* **Exercise aim**: Copy everything in the listing below word for word, apart from any images.

* **Exercise materials**:
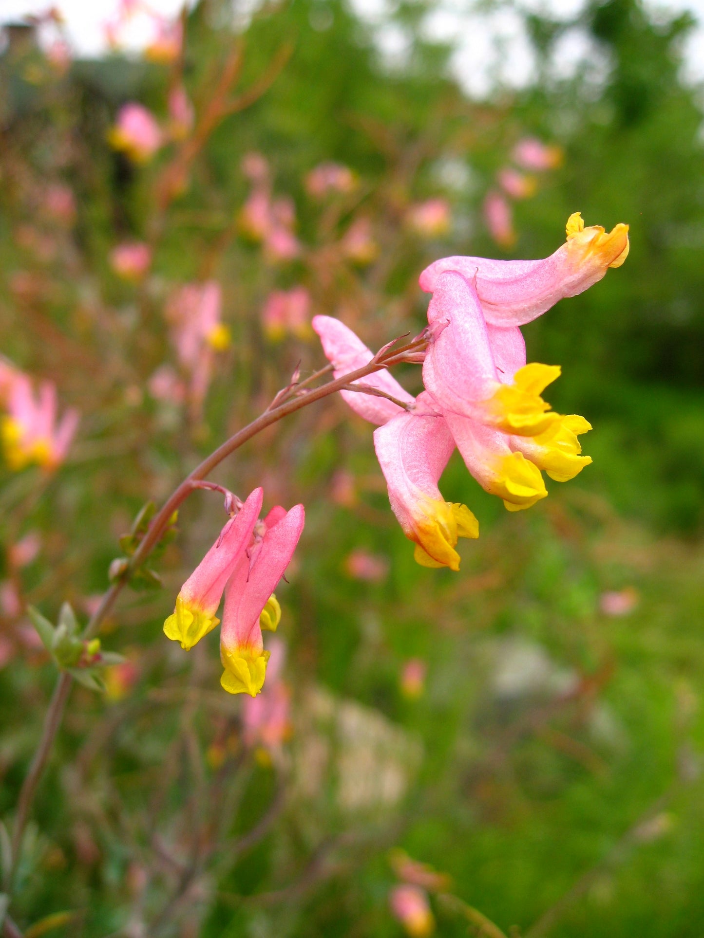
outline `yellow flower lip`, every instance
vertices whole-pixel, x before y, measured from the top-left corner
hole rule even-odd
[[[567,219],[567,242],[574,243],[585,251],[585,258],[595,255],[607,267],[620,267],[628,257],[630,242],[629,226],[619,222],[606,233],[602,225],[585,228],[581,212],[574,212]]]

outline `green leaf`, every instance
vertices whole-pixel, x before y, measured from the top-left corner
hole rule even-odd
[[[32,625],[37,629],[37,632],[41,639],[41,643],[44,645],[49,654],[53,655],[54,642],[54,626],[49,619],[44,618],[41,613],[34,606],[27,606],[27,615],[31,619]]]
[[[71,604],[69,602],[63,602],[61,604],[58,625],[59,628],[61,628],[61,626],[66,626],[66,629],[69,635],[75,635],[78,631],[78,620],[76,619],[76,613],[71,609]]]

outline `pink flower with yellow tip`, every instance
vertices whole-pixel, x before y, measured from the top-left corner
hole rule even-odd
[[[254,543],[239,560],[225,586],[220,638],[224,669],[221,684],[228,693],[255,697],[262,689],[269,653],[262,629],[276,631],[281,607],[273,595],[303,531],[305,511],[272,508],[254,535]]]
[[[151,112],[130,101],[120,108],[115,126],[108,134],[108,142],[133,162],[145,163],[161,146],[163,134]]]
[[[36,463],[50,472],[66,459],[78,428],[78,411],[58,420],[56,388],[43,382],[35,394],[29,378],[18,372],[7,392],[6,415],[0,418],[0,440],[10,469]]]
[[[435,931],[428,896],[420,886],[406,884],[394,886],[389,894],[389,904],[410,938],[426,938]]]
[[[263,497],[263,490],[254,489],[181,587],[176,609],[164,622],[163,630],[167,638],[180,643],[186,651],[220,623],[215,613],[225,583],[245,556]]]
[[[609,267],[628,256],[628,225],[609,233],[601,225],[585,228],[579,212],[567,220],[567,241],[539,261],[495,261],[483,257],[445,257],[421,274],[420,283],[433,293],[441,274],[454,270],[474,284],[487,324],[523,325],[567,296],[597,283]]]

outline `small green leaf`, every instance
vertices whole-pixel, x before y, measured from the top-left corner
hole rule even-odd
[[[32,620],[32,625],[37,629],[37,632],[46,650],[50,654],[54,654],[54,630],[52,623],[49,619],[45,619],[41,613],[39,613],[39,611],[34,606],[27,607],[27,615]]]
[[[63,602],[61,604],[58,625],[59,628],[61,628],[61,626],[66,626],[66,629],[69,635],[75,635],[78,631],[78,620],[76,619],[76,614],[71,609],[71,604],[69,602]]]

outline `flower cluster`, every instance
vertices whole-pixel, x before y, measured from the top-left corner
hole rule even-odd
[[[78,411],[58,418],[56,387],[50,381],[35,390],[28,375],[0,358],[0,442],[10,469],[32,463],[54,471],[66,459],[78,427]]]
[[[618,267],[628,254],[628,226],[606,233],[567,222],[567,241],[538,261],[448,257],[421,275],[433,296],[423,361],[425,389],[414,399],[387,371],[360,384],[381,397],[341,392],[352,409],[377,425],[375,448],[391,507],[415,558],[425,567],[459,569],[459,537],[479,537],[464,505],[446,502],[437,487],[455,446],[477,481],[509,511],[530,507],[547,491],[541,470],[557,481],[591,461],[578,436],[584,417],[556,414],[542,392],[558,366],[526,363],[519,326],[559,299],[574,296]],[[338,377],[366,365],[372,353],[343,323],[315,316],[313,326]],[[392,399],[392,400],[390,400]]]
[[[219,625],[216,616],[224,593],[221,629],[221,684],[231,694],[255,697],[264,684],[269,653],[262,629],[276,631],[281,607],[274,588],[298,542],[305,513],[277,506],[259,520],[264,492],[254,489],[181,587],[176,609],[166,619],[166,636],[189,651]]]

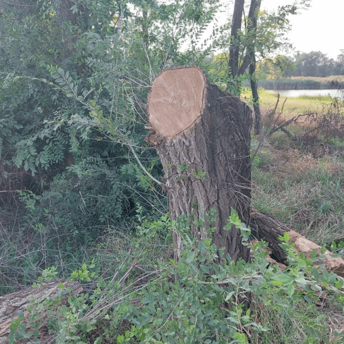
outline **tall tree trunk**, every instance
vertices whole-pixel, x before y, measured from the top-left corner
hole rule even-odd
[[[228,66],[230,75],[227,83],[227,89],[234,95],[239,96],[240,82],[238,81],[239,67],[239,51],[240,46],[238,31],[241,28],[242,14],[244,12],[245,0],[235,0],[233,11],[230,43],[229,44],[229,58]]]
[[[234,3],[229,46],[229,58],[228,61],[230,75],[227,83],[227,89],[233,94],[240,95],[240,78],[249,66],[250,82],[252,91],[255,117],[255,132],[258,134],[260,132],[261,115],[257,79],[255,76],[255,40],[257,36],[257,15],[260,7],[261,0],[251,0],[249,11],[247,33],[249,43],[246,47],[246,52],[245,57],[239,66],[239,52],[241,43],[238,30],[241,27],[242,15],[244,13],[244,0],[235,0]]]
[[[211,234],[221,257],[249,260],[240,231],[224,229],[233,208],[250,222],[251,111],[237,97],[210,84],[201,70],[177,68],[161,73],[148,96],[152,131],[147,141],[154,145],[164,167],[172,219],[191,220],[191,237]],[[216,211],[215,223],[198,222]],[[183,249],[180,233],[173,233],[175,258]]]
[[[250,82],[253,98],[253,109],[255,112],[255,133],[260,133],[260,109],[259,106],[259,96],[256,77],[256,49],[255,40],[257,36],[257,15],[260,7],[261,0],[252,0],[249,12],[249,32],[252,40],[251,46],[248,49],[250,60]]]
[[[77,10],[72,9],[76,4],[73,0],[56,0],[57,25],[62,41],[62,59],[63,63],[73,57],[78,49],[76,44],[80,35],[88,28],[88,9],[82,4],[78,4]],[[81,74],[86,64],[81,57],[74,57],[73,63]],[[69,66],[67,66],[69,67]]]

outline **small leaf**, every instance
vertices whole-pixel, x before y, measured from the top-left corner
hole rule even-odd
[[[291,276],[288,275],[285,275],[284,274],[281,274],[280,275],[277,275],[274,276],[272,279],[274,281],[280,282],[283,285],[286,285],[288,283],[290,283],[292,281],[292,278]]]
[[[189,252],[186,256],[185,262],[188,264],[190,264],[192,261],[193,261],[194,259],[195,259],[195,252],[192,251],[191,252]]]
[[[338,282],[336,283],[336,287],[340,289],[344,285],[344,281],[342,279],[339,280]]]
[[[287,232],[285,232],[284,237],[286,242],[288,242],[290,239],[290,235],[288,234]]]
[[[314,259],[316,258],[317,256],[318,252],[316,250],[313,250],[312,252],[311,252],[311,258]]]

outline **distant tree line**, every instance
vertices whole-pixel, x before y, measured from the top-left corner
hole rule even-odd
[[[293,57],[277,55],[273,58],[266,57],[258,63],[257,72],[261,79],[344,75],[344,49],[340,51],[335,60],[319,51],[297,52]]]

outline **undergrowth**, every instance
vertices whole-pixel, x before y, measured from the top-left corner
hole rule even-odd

* **Written response**:
outline `yellow flower lip`, every instance
vertices whole-pixel, x before y, measured from the top-left corner
hole rule even-odd
[[[567,219],[567,242],[574,243],[585,251],[585,258],[595,255],[607,267],[620,267],[628,257],[630,242],[629,226],[619,222],[606,233],[602,225],[585,228],[581,212],[574,212]]]

outline `green leaf`, every instance
vertices whole-pixel, x before y, measured from the top-left corner
hole rule even-odd
[[[32,625],[37,629],[37,632],[41,639],[41,643],[44,645],[49,654],[53,655],[54,642],[54,626],[49,619],[44,618],[41,613],[34,606],[27,606],[27,615],[31,619]]]
[[[71,604],[69,602],[63,602],[61,604],[58,625],[59,628],[61,628],[61,626],[66,626],[66,629],[69,635],[75,635],[78,631],[78,620],[76,619],[76,613],[71,609]]]

outline `pink flower with yellow tip`, every instance
vertices whole-pixel, x before y, measured from the top-left corner
hole rule even-odd
[[[254,543],[239,560],[225,586],[220,638],[224,669],[221,684],[228,693],[255,697],[262,689],[269,653],[262,629],[276,631],[281,607],[273,595],[303,531],[305,511],[272,508],[254,535]]]
[[[151,112],[130,101],[120,108],[115,126],[108,134],[108,142],[133,162],[145,163],[161,146],[163,134]]]
[[[36,463],[50,472],[66,459],[78,428],[78,411],[58,420],[56,388],[43,382],[35,394],[29,378],[18,372],[7,392],[6,415],[0,418],[0,440],[10,469]]]
[[[435,931],[428,896],[420,886],[406,884],[394,886],[389,894],[389,904],[410,938],[426,938]]]
[[[263,497],[263,490],[254,489],[181,587],[176,609],[164,622],[163,630],[167,638],[180,643],[186,651],[220,623],[215,613],[225,583],[245,556]]]
[[[609,267],[628,256],[628,225],[609,233],[601,225],[585,228],[579,212],[567,220],[567,241],[539,261],[495,261],[483,257],[445,257],[421,274],[420,283],[433,293],[441,274],[454,270],[474,284],[487,324],[523,325],[567,296],[597,283]]]

outline `small green leaf`, every instance
vertices whole-pixel, x before y, measured from the top-left corner
hole rule even-odd
[[[32,620],[32,625],[37,629],[37,632],[46,650],[50,654],[54,654],[54,630],[52,623],[49,619],[45,619],[41,613],[39,613],[39,611],[34,606],[27,607],[27,615]]]
[[[63,602],[61,604],[58,625],[59,628],[61,628],[61,626],[66,626],[66,629],[69,635],[75,635],[78,631],[78,620],[76,619],[76,614],[71,609],[71,604],[69,602]]]

outline `flower cluster`, every instance
vertices whole-pixel, x before y, measured from the top-left corner
hole rule even-odd
[[[78,411],[58,418],[56,387],[50,381],[35,390],[28,375],[0,358],[0,442],[10,469],[32,463],[54,471],[66,459],[78,427]]]
[[[618,267],[628,254],[628,226],[606,233],[567,222],[567,241],[538,261],[448,257],[421,275],[433,296],[423,361],[425,389],[414,399],[387,371],[360,384],[381,397],[341,392],[352,409],[377,425],[375,448],[391,507],[415,558],[425,567],[459,569],[459,537],[479,537],[464,505],[446,502],[437,487],[455,446],[477,481],[509,511],[530,507],[547,491],[541,470],[557,481],[591,461],[578,436],[584,417],[556,414],[542,392],[558,366],[526,363],[519,326],[559,299],[574,296]],[[338,377],[366,365],[372,353],[343,323],[315,316],[313,326]],[[392,399],[392,400],[390,400]]]
[[[219,625],[216,616],[224,593],[221,629],[221,684],[231,694],[255,697],[264,684],[269,653],[262,629],[276,631],[281,607],[274,588],[298,542],[305,513],[277,506],[259,520],[264,492],[254,489],[181,587],[176,609],[166,619],[166,636],[189,651]]]

outline **tall tree trunk**, every instance
vertices whole-pixel, x before y, measured from the top-left corner
hole rule even-odd
[[[228,66],[230,75],[227,83],[227,89],[234,95],[239,96],[240,82],[238,81],[239,67],[239,51],[240,46],[238,31],[241,28],[242,14],[244,12],[245,0],[235,0],[233,11],[230,43],[229,44],[229,58]]]
[[[234,3],[229,46],[229,58],[228,61],[230,75],[227,83],[227,89],[233,94],[240,95],[240,78],[249,66],[250,82],[252,91],[255,117],[255,132],[258,134],[260,132],[261,115],[257,79],[255,76],[255,40],[257,36],[257,15],[260,7],[261,0],[251,0],[249,11],[247,33],[249,43],[246,47],[246,52],[245,57],[239,66],[239,52],[241,43],[238,30],[241,27],[242,15],[244,13],[244,0],[235,0]]]
[[[211,234],[221,257],[249,260],[240,231],[224,229],[233,208],[250,222],[251,111],[237,97],[210,84],[201,70],[177,68],[161,73],[148,96],[152,131],[147,141],[154,145],[164,167],[172,219],[191,220],[191,237]],[[216,211],[215,223],[198,222]],[[183,249],[180,233],[173,233],[175,258]]]
[[[250,82],[253,98],[253,109],[255,112],[255,133],[260,133],[260,109],[259,106],[259,96],[256,77],[256,49],[255,40],[257,36],[257,15],[260,7],[261,0],[252,0],[249,12],[249,32],[252,40],[251,46],[248,49],[250,60]]]
[[[77,10],[72,9],[76,4],[73,0],[56,0],[57,25],[62,41],[62,59],[63,63],[73,57],[78,49],[76,44],[80,35],[88,28],[88,9],[82,4],[78,4]],[[81,74],[86,64],[81,57],[74,57],[73,63]],[[69,66],[67,66],[69,67]]]

outline **small leaf**, every instance
vertices whole-pixel, x before y, measured from the top-left corner
hole rule even-odd
[[[291,276],[288,275],[285,275],[284,274],[281,274],[280,275],[277,275],[274,276],[272,279],[274,281],[280,282],[283,285],[286,285],[288,283],[290,283],[292,281],[292,278]]]
[[[189,252],[186,256],[185,262],[188,264],[190,264],[192,261],[193,261],[194,259],[195,259],[195,252],[192,251],[191,252]]]
[[[338,282],[336,283],[336,287],[340,289],[344,285],[344,281],[342,279],[339,280]]]
[[[287,232],[285,232],[284,237],[286,242],[288,242],[290,239],[290,235],[288,234]]]
[[[314,259],[316,258],[317,256],[318,252],[316,250],[313,250],[312,252],[311,252],[311,258]]]

outline **distant tree line**, every instance
vertices whole-pixel, x before y, measured from the top-left corner
hole rule even-odd
[[[293,57],[277,55],[273,58],[266,57],[258,63],[257,72],[261,79],[344,75],[344,49],[340,51],[335,60],[319,51],[297,52]]]

outline **undergrowth**, every instance
vertices whole-pixel, x before y, measured from the top-left corner
hole rule even-odd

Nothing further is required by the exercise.